* [引用文]:

さりげないほのめかしに満ちたクライムストーリイで、短編ミステリに独自の位置を、コリアは確保しました。他に「完全犯罪」という、『毒入りチョコレート事件』のパロディのような、いささか力の抜けた短編もあります。しかし、クライムストーリイは必ずしもコリアの本領ではなかったと、私は考えています。
「壜詰めパーティ」や「宵待草」といった作品は、翻訳家の伊藤典夫さんが、名指しでいまだに訳されていないと指摘したほどです(40年前の話です)が、どちらもユニークなファンタジーでした。「みどりの想い」は、私はそれほど買いませんが、アンソロジーに採られる頻度が高いようなので、読んでいる人も多いでしょう。
私は、コリアのほのめかす技術が活き、本領を発揮するのは、諷刺小説だと考えていますが、そのことに触れる前に、お気に入りの小品のことを書いておきましょう。「メアリー」という短編です。主人公の青年は、芸をする豚メアリーを飼いながら幌馬車で旅回りをしています。おそらくは旅回りの芸人の子どもとして生まれ、ロマなのかもしれない。メアリーは頭のよい豚で、文字や数字を読みますが、どうも性格がよろしくない。飼い主の青年は芸術家気質だなんて言ってますがね。幌馬車が故障し、一週間ほどアンドーヴァー付近で宿を探すところから、小説は始まり、宿の娘と親しくなる。青年はなにも知らないナイーヴで純情な男で、ままごとのような恋愛は、しかし、確かに実を結んでいきます。そして、結婚。娘を連れて幌馬車での旅回りに出ます。ところが、メアリーにはこの結婚が気にいらないらしい……。

* [提供データ]:
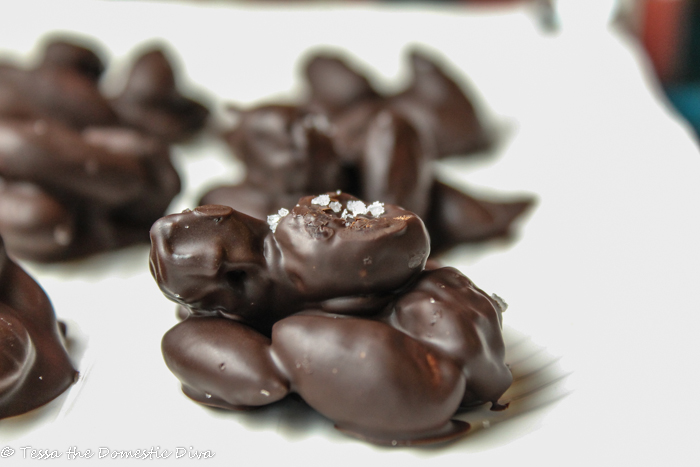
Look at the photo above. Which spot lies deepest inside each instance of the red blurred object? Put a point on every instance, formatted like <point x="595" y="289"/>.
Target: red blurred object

* [実施する作業]:
1 – 引用文について、次の問いに答えてください。
(a) 翻訳家の伊藤典夫さんが、名指しでいまだに訳されていないと指摘した作品はどれか。
(b) 豚のメアリーは何を読むとされているか。
(c) 幌馬車が故障したあと、青年はどこの付近で宿を探すか。
2 – 引用文の最後の一文のあとを引き取って、続きを書いてください。

* [期待される結果]:
1 –
(a) 「壜詰めパーティ」と「宵待草」
(b) 文字や数字
(c) アンドーヴァー付近

2 –
豚と若夫婦の三角関係というのか、嫁姑関係というのか。メアリーはなんらかの比喩なのか、単なる豚なのか。これも一種のファンタジーかもしれませんが、あくまでリアリズムの範疇に足を置いているのが、絶妙です。コリアにはゴリラが言葉を解し小説まで書く「ある主題の変奏曲」という短編もありますが、ありえないことを夢想したはずの、その作品よりも、「メアリー」の方が幾層倍もイマジネイションの輝きを感じます。メアリーに気をつかい、ふたりは不仲となり、そのことを悲しむ娘の前に、ひとりの農夫が現われ、それをきっかけに、小説は結末になだれこみますが、コリアお得意の暗示的結末が、ここでも炸裂します。この結末は、曖昧さの度合いが、他の作品と比しても高く、ある有力な解釈はあるものの、その一通りだけの解釈は拒んでいると思います。
諷刺小説としては「魔女の金」に、まず、まっさきに触れるべきでしょう。コリアの中でもユーモアがストレイトかつ前面に出た小説です。コリアが語られる際に、ユーモアという言葉がよく用いられますが、私は、それほど強烈なものを感じたことはありません。もっとも、翻訳に左右されることでは、ユーモアの右に出るものはありませんから、原文で読まないかぎりは分からないのかもしれません。しかし「魔女の金」は違います。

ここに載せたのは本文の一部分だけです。